-- What is needed --
Pull out each line of the listing below that contains the string "pink". Match case, so count only lines where the capitalization is the same.

* START Dataset content *

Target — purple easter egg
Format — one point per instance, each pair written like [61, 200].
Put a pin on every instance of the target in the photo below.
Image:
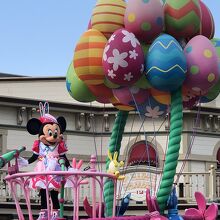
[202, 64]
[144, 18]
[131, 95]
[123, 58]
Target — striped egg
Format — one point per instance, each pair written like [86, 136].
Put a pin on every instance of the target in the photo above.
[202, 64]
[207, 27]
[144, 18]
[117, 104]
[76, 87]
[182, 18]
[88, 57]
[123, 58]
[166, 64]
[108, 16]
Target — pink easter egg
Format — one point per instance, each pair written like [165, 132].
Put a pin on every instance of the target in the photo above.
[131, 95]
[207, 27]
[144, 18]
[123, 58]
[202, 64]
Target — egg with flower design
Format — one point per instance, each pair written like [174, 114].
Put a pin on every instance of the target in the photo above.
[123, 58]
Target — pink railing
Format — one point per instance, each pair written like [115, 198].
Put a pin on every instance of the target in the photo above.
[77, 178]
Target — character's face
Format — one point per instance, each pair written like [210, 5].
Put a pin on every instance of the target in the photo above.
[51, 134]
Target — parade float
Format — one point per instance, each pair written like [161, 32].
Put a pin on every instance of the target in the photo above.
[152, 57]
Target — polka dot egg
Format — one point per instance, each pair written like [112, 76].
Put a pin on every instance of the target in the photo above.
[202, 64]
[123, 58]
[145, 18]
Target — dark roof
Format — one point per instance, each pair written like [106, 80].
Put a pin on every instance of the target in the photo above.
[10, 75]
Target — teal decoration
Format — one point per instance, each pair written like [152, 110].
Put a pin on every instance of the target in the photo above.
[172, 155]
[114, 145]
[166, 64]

* END Dataset content *
* START Dataset content *

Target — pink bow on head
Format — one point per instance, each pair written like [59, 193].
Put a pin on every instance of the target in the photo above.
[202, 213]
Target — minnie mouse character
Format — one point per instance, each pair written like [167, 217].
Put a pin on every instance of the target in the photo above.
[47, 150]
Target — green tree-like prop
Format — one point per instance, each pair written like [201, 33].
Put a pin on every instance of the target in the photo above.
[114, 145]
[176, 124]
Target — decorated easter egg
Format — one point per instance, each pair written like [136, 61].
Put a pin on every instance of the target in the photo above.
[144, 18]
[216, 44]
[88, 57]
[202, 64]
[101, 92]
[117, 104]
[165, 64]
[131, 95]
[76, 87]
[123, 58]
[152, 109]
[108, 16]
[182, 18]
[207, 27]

* END Dataset content *

-- Result for this task --
Target — pink easter egg
Target — pink railing
Target — pink bow on head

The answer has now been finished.